We must comply with worker health and safety laws and regulations at our facilities and in connection with our operations and failure to do so could result in significant liability and/or fines and penalties.
 
Our activities are subject to a wide range of national, state and local occupational health and safety laws and regulations. These health and safety laws are subject to change, as are the priorities of those who enforce them. Failure to comply with these health and safety laws and regulations could lead to third-party claims, criminal and regulatory violations, civil fines and changes in the way we operate our facilities, which could increase the cost of operating our business and have a material adverse effect on our financial position, results of operations and cash flows and our ability to make cash distributions to our unitholders.   Our safety and compliance record is important to our clients and can materially impact our business.
 
Changes in the provincial royalty rates and drilling incentive programs in Canada could decrease the oil and gas exploration and pipeline activities in Canada, which could adversely affect the demand for our pipeline inspection services.
 
Certain provincial governments collect royalties on the production from lands owned by the government of Canada. These fiscal royalty regimes are reviewed and adjusted from time to time by the respective provincial governments for appropriateness and competitiveness. Any increase in the royalty rates assessed by, or any decrease in the drilling incentive programs offered by, a provincial government could negatively affect the drilling activity and the need for pipelines and gathering systems, which could adversely affect the demand for our pipeline inspection services.
 
Our business involves many hazards, operational risks and regulatory uncertainties, some of which may not be fully covered by insurance. If a significant accident or event occurs for which we are not adequately insured or if we fail to recover all anticipated insurance proceeds for significant accidents or events for which we are insured, our operations and financial results could be adversely affected.
++++++++++
_GOAL_: Update the risk-factor text between "Our activities are" and "impact our business.", inclusive, and give that span with "unitholders" changed to "limited partners". The material after this point has no connection to the risk-factor text.
++++++++++
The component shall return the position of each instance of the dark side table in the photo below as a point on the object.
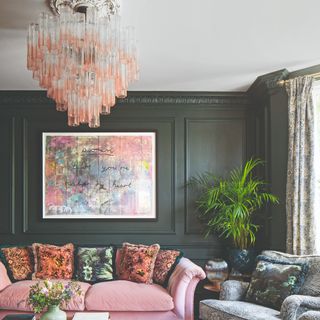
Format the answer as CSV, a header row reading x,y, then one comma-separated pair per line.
x,y
204,291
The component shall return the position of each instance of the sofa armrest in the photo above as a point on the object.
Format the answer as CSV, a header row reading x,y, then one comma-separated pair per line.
x,y
4,279
310,315
182,285
294,306
233,290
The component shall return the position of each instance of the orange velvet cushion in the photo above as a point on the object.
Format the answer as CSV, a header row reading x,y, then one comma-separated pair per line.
x,y
53,262
137,262
19,262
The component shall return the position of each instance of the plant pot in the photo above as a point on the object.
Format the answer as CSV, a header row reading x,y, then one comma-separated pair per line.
x,y
242,261
54,313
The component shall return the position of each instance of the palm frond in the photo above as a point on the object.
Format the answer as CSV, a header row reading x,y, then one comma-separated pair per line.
x,y
228,204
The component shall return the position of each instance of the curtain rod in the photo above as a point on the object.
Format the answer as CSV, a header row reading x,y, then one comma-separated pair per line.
x,y
281,83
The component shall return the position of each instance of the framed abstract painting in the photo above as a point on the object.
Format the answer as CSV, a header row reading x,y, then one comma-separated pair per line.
x,y
99,175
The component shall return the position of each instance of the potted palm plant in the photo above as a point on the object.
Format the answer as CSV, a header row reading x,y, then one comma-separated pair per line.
x,y
228,205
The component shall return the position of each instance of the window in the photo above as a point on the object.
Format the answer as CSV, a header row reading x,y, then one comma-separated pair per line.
x,y
316,98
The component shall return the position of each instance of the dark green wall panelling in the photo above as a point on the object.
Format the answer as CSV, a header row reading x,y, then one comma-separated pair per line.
x,y
195,132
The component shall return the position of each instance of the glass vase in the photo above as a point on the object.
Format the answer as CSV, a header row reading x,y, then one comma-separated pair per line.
x,y
54,313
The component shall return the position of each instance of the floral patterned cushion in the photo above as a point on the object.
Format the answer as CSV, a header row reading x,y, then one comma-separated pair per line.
x,y
137,262
274,280
53,262
165,263
94,264
19,262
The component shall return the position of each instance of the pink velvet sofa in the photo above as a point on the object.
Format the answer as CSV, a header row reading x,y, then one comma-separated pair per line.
x,y
123,299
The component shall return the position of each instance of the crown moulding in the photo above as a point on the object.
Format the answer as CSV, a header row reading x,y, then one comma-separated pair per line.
x,y
38,98
106,7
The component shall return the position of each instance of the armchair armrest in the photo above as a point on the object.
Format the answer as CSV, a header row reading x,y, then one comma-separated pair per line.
x,y
233,290
182,285
4,279
294,306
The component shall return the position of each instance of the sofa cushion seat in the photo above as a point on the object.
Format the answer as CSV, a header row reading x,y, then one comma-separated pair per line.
x,y
122,295
15,296
237,310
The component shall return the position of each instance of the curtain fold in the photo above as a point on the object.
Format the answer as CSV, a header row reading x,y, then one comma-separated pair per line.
x,y
301,174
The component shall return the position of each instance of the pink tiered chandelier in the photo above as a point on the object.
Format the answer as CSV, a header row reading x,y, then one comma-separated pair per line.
x,y
83,57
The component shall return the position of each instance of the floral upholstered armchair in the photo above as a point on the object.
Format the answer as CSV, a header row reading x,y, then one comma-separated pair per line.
x,y
302,306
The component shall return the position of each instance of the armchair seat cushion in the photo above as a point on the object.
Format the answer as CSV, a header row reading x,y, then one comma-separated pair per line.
x,y
235,310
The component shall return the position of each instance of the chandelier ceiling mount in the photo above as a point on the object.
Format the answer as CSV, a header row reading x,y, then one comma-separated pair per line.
x,y
106,8
83,57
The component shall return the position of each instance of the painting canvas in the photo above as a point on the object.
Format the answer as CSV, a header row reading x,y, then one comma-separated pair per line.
x,y
99,175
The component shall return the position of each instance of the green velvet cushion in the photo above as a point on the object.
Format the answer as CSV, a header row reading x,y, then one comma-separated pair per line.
x,y
95,264
274,280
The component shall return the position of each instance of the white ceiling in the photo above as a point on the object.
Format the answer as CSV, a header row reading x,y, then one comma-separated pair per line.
x,y
185,45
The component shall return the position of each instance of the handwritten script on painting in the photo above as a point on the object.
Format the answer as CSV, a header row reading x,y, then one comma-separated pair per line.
x,y
100,175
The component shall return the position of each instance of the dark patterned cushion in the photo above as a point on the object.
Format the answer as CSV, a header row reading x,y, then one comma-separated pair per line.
x,y
274,280
164,266
137,262
53,262
19,262
95,264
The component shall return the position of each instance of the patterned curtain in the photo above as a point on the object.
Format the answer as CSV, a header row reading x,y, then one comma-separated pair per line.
x,y
301,173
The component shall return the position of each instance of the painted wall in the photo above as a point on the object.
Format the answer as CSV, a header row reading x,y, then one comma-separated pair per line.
x,y
195,133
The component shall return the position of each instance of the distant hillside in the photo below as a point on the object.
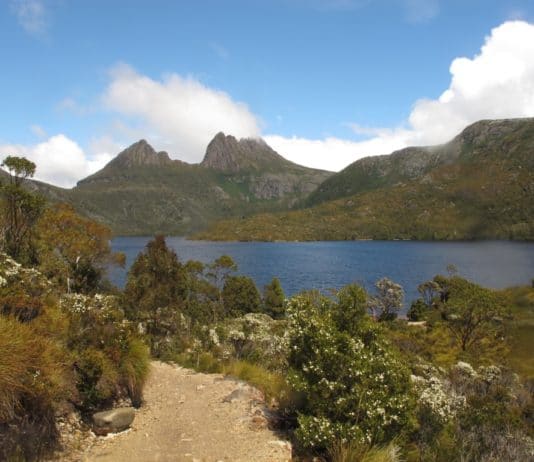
++++++++++
_ANSWER TO THIS TASK_:
Our activities are subject to a wide range of national, state and local occupational health and safety laws and regulations. These health and safety laws are subject to change, as are the priorities of those who enforce them. Failure to comply with these health and safety laws and regulations could lead to third-party claims, criminal and regulatory violations, civil fines and changes in the way we operate our facilities, which could increase the cost of operating our business and have a material adverse effect on our financial position, results of operations and cash flows and our ability to make cash distributions to our limited partners.   Our safety and compliance record is important to our clients and can materially impact our business.